Exercise set:
1 - Answer these questions from the text on why young employees leave their jobs:
(a) What kind of schools were the people who left all from?
(b) What do executives and managers complain about?
(c) Which age range does the text say has been and will be shrinking in most western countries?
2 - From the text on why young employees leave their jobs, extract the passage that begins at the words "As I told to" and ends after the words "and diverse workplaces.".

Provided text:
------------

The narratives are incredibly similar, they all leave for the same reasons:
- after a year, nobody knows them;
- and they feel like they don't know nobody in the company (note: the ones I talked to were undeniably extroverted people, so I bet they really tried hard in making new acquaintances at work);
- they didn't know how to show that they are good at something (note: they were all from top-level business schools);
- they were tricked into thinking that they were destined to do great work, only to be shown otherwise ("working 9-to-midnight to build slide decks about things I didn't know anything about");
- they feel a deep disconnect from their colleagues that considers this "normal" ("they don't have any interest outside work-as-grind").
On the other side of the fence, I'm constantly hearing executives and managers complaining about employee retention: this "leaving the job after a year", even in the case of first employments, even in the case of top-recruits from elite colleges, it's more than a trend.
As I told to the latest 20-something I spoke to, I do not want a future were we have "companies of young people" vs. "companies of old people" because we couldn't find a way to "play together", but everything that's happening right now kinda push in that direction.
It's especially concerning due to the fact that, depending on the country were you live — but it's a common trait of most western countries — the number of people in the 20-40 age range has been and will be shrinking over time, and that too doesn't work in favor of having multi-generational and diverse workplaces.

------------

Data supplied:
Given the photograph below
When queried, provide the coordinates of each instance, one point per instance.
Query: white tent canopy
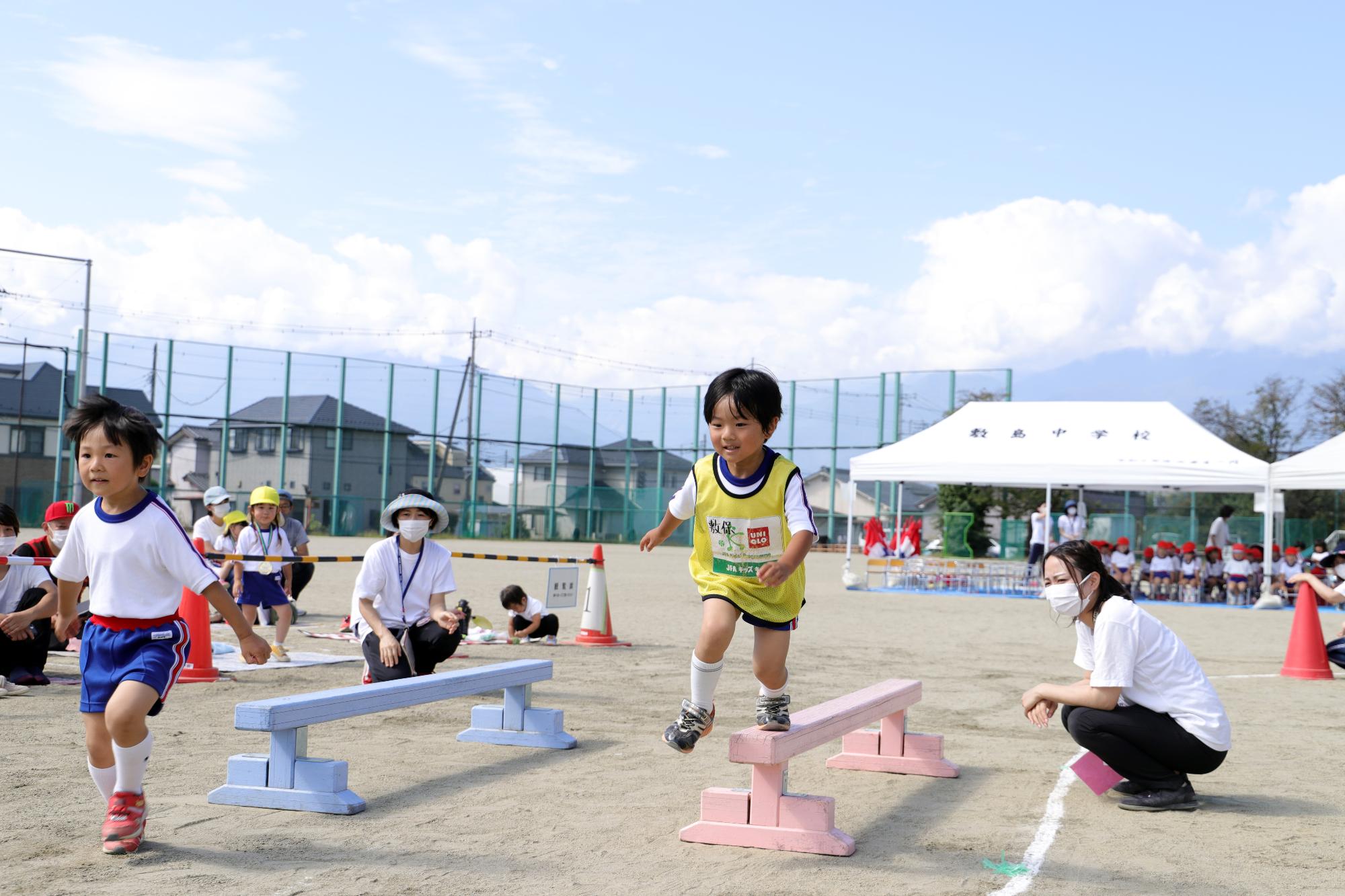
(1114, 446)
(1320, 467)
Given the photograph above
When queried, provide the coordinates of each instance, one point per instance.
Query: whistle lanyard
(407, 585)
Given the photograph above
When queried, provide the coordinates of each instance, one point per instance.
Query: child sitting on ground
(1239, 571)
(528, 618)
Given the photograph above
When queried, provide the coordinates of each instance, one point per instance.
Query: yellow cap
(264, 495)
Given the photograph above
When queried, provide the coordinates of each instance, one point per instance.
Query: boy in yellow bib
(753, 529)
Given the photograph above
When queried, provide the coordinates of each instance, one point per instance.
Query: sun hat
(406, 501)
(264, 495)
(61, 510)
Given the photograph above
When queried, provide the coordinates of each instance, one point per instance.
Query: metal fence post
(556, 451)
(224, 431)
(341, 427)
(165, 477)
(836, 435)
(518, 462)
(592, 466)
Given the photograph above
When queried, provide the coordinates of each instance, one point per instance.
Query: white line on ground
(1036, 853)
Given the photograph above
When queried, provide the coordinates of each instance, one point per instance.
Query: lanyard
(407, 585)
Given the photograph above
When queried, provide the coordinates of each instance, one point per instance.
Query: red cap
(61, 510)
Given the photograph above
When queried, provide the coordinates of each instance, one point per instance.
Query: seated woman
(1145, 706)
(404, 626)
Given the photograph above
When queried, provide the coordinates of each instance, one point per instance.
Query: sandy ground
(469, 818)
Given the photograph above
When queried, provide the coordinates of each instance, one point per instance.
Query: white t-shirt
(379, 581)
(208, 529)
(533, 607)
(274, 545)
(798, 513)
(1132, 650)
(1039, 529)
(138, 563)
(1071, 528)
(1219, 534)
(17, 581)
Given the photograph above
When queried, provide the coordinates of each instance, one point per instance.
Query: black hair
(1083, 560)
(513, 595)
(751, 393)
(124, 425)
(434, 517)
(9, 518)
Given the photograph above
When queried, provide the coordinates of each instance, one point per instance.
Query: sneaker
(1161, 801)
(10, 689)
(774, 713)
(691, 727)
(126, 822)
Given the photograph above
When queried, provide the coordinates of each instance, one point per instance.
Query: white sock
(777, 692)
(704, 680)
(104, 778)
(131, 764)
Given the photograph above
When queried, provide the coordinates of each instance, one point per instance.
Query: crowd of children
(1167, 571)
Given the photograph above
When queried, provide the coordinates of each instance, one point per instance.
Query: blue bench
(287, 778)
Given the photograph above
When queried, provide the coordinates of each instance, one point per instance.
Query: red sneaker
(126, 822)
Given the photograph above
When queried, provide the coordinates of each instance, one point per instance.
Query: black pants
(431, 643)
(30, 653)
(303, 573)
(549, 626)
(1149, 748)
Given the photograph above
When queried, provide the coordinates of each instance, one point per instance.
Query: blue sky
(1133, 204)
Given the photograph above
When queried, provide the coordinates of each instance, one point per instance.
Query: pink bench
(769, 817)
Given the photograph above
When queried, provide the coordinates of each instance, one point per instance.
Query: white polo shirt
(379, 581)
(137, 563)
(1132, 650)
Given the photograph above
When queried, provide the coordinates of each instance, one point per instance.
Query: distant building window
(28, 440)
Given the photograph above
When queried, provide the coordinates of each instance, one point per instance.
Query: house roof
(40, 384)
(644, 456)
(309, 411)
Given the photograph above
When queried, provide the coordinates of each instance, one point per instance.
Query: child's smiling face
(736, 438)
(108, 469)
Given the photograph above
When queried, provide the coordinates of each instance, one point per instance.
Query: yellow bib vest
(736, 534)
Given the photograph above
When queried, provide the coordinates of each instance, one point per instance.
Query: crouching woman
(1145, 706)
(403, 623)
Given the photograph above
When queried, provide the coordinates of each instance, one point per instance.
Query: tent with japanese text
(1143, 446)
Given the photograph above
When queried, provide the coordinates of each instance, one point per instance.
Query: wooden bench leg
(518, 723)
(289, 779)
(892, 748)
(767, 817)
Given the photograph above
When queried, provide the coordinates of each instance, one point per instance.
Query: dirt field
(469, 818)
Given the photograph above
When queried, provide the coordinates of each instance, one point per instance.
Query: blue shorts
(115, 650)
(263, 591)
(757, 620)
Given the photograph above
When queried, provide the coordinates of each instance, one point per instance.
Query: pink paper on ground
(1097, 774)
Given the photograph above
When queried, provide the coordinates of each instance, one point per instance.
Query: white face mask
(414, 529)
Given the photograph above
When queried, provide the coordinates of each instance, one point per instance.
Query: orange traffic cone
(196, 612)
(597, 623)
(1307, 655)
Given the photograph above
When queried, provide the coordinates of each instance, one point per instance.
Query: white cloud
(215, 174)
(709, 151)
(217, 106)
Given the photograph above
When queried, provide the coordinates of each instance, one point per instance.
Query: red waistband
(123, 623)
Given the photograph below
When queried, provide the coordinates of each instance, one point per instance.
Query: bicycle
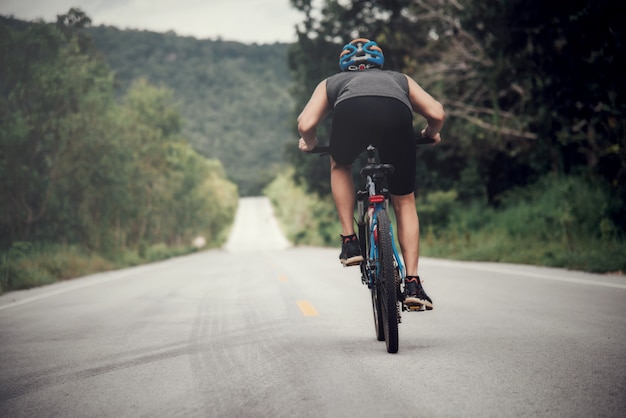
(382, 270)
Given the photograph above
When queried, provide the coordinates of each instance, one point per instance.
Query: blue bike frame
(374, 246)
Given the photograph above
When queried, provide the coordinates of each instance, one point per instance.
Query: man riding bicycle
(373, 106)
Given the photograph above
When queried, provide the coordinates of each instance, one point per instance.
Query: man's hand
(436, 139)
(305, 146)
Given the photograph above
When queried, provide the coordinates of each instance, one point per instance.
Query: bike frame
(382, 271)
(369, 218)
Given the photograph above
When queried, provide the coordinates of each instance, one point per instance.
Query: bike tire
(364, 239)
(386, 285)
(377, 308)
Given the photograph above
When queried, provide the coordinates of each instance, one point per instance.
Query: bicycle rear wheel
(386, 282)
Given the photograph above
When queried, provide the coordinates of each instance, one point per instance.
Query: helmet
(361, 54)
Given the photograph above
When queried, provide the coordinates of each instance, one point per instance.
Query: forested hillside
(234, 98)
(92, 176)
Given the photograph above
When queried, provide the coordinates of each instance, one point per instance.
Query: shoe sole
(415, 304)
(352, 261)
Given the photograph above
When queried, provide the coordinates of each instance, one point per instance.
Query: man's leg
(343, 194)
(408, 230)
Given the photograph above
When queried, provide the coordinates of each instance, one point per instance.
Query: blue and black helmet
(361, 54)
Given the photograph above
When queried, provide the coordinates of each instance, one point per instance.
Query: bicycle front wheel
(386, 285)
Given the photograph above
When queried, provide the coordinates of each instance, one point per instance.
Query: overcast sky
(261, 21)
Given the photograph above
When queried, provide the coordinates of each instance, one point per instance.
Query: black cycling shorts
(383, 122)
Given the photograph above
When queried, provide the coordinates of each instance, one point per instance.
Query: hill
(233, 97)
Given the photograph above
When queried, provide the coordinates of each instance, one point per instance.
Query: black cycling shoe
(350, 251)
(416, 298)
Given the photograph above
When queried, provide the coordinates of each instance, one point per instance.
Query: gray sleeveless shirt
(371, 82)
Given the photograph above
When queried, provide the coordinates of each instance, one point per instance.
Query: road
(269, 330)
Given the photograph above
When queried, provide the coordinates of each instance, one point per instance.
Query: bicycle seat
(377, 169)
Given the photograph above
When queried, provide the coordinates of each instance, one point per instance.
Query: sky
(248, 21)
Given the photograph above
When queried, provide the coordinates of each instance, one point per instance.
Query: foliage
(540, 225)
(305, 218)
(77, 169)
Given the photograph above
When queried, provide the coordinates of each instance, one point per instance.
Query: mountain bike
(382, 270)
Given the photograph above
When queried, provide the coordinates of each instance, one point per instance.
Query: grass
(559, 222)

------------

Answers to the exercise:
1 -
(a) Top-level business schools.
(b) Employee retention.
(c) The 20-40 age range.

2 -
As I told to the latest 20-something I spoke to, I do not want a future were we have "companies of young people" vs. "companies of old people" because we couldn't find a way to "play together", but everything that's happening right now kinda push in that direction.
It's especially concerning due to the fact that, depending on the country were you live — but it's a common trait of most western countries — the number of people in the 20-40 age range has been and will be shrinking over time, and that too doesn't work in favor of having multi-generational and diverse workplaces.